>>>>>
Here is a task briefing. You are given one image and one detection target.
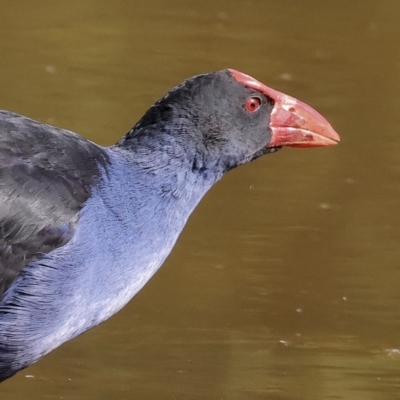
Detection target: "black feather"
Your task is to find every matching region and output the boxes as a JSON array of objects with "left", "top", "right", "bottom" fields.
[{"left": 0, "top": 111, "right": 109, "bottom": 299}]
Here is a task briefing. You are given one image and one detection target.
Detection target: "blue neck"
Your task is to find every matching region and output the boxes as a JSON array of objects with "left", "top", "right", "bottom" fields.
[{"left": 0, "top": 145, "right": 223, "bottom": 374}]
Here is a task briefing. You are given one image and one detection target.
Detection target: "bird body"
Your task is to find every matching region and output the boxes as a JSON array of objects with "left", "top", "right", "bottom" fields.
[
  {"left": 0, "top": 111, "right": 217, "bottom": 378},
  {"left": 0, "top": 69, "right": 339, "bottom": 380}
]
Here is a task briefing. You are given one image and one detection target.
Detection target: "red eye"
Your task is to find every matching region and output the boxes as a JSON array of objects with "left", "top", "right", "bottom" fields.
[{"left": 245, "top": 97, "right": 261, "bottom": 112}]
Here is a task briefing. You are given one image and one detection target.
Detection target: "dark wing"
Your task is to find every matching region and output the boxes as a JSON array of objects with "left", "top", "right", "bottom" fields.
[{"left": 0, "top": 111, "right": 109, "bottom": 299}]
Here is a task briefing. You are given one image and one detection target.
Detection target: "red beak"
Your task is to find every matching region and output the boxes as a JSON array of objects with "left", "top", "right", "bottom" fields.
[{"left": 229, "top": 69, "right": 340, "bottom": 148}]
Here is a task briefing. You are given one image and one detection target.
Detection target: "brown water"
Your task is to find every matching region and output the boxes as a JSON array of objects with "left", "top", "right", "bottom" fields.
[{"left": 1, "top": 1, "right": 400, "bottom": 399}]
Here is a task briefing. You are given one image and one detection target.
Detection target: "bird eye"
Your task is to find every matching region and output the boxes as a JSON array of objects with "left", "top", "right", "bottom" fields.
[{"left": 245, "top": 97, "right": 262, "bottom": 112}]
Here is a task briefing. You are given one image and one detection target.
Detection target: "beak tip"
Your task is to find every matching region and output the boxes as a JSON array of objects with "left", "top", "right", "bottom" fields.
[{"left": 326, "top": 125, "right": 341, "bottom": 144}]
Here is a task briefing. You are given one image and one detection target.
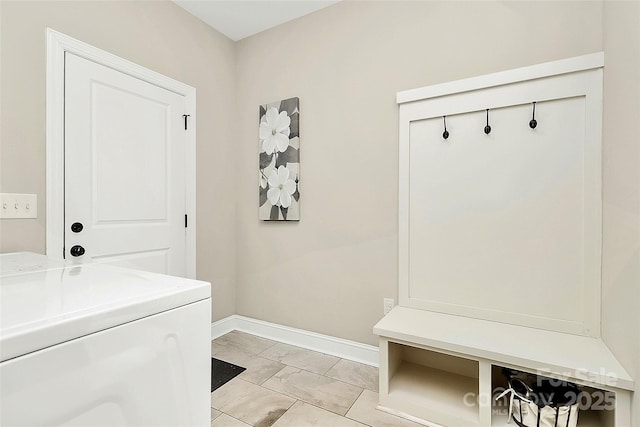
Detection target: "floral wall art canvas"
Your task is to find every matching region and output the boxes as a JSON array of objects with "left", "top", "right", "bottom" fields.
[{"left": 259, "top": 97, "right": 300, "bottom": 220}]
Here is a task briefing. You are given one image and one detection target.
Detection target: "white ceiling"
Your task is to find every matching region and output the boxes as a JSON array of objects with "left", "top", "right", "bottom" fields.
[{"left": 172, "top": 0, "right": 340, "bottom": 41}]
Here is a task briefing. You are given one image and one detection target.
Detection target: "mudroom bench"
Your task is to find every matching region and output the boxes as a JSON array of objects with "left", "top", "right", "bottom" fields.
[{"left": 373, "top": 307, "right": 633, "bottom": 427}]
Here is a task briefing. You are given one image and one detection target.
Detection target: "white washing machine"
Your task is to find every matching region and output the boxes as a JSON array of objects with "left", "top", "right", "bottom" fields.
[{"left": 0, "top": 252, "right": 211, "bottom": 427}]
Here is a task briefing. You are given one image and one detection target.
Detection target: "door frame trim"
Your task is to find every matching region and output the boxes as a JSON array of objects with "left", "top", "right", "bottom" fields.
[{"left": 45, "top": 28, "right": 197, "bottom": 279}]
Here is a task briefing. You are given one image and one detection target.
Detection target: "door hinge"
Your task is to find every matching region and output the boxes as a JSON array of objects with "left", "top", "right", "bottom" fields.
[
  {"left": 185, "top": 214, "right": 188, "bottom": 228},
  {"left": 183, "top": 114, "right": 190, "bottom": 130}
]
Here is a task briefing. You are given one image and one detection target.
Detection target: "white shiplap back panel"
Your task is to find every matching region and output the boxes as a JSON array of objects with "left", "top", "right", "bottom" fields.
[{"left": 398, "top": 55, "right": 603, "bottom": 337}]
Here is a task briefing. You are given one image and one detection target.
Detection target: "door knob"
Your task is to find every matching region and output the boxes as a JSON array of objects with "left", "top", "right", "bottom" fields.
[
  {"left": 70, "top": 245, "right": 85, "bottom": 257},
  {"left": 71, "top": 222, "right": 83, "bottom": 233}
]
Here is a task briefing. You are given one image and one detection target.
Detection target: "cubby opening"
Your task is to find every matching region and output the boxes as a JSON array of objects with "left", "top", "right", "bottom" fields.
[
  {"left": 386, "top": 342, "right": 480, "bottom": 425},
  {"left": 491, "top": 365, "right": 617, "bottom": 427}
]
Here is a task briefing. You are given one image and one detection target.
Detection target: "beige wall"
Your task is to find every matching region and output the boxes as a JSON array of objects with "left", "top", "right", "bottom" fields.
[
  {"left": 0, "top": 0, "right": 238, "bottom": 320},
  {"left": 235, "top": 0, "right": 604, "bottom": 346},
  {"left": 2, "top": 2, "right": 637, "bottom": 418},
  {"left": 602, "top": 1, "right": 640, "bottom": 421}
]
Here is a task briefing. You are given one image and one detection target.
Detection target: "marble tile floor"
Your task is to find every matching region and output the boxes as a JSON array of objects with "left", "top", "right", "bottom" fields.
[{"left": 210, "top": 331, "right": 423, "bottom": 427}]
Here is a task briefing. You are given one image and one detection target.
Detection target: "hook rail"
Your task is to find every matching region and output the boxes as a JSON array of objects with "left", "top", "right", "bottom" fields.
[{"left": 435, "top": 101, "right": 542, "bottom": 141}]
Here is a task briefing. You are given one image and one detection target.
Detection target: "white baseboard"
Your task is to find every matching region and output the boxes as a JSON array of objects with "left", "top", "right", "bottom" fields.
[{"left": 211, "top": 315, "right": 379, "bottom": 367}]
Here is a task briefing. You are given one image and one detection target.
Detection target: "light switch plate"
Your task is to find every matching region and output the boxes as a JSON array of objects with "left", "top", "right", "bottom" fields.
[{"left": 0, "top": 193, "right": 37, "bottom": 219}]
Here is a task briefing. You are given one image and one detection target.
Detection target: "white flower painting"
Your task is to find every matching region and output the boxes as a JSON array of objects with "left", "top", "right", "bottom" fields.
[
  {"left": 260, "top": 109, "right": 291, "bottom": 155},
  {"left": 259, "top": 97, "right": 299, "bottom": 220},
  {"left": 267, "top": 166, "right": 297, "bottom": 208}
]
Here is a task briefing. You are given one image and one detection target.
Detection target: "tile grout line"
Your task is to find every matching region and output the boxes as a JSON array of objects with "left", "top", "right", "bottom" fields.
[
  {"left": 269, "top": 398, "right": 301, "bottom": 427},
  {"left": 257, "top": 363, "right": 289, "bottom": 386},
  {"left": 262, "top": 364, "right": 368, "bottom": 396},
  {"left": 259, "top": 369, "right": 365, "bottom": 419},
  {"left": 212, "top": 333, "right": 383, "bottom": 426},
  {"left": 286, "top": 399, "right": 370, "bottom": 426},
  {"left": 215, "top": 334, "right": 376, "bottom": 380},
  {"left": 213, "top": 337, "right": 378, "bottom": 397},
  {"left": 269, "top": 390, "right": 298, "bottom": 427},
  {"left": 220, "top": 412, "right": 250, "bottom": 427},
  {"left": 344, "top": 388, "right": 365, "bottom": 415},
  {"left": 320, "top": 355, "right": 341, "bottom": 376},
  {"left": 343, "top": 388, "right": 376, "bottom": 427},
  {"left": 214, "top": 377, "right": 297, "bottom": 426},
  {"left": 215, "top": 330, "right": 280, "bottom": 355},
  {"left": 257, "top": 343, "right": 343, "bottom": 373}
]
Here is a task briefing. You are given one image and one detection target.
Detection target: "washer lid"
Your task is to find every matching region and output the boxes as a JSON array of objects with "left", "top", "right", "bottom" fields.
[{"left": 0, "top": 252, "right": 211, "bottom": 362}]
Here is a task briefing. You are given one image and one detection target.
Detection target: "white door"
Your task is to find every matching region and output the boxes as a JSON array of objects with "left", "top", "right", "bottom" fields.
[{"left": 64, "top": 53, "right": 187, "bottom": 276}]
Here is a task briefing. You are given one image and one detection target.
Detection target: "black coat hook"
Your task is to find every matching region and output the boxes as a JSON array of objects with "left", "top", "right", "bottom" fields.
[
  {"left": 484, "top": 109, "right": 492, "bottom": 134},
  {"left": 529, "top": 102, "right": 537, "bottom": 129},
  {"left": 442, "top": 116, "right": 449, "bottom": 140}
]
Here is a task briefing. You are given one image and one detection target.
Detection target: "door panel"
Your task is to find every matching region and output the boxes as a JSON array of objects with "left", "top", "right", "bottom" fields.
[
  {"left": 92, "top": 82, "right": 169, "bottom": 223},
  {"left": 65, "top": 53, "right": 186, "bottom": 276}
]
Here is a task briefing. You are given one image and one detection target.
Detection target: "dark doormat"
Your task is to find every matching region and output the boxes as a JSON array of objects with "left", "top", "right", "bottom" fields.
[{"left": 211, "top": 358, "right": 246, "bottom": 392}]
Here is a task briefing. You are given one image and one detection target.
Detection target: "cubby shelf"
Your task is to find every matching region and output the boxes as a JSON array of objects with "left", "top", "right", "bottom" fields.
[
  {"left": 491, "top": 367, "right": 616, "bottom": 427},
  {"left": 385, "top": 358, "right": 480, "bottom": 425}
]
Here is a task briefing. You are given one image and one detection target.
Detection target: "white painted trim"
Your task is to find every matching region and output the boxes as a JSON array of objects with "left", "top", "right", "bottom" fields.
[
  {"left": 398, "top": 57, "right": 604, "bottom": 337},
  {"left": 211, "top": 315, "right": 379, "bottom": 367},
  {"left": 210, "top": 315, "right": 240, "bottom": 339},
  {"left": 397, "top": 52, "right": 604, "bottom": 104},
  {"left": 375, "top": 405, "right": 434, "bottom": 427},
  {"left": 184, "top": 95, "right": 197, "bottom": 280},
  {"left": 45, "top": 28, "right": 196, "bottom": 278},
  {"left": 45, "top": 29, "right": 66, "bottom": 260}
]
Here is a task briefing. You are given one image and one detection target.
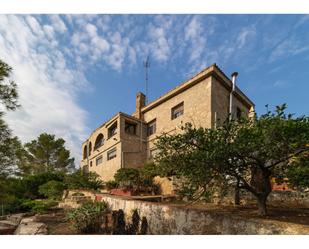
<<<<<
### WHAT THE TASK ASKS
Please show each line in the records above that contains "white".

### RESPONSE BOX
Detection target: "white ceiling"
Detection target: "white washing machine"
Detection target: "white shiplap back panel"
Detection target: "white baseboard"
Detection target: "white flower painting"
Detection target: "white door"
Detection target: "white painted trim"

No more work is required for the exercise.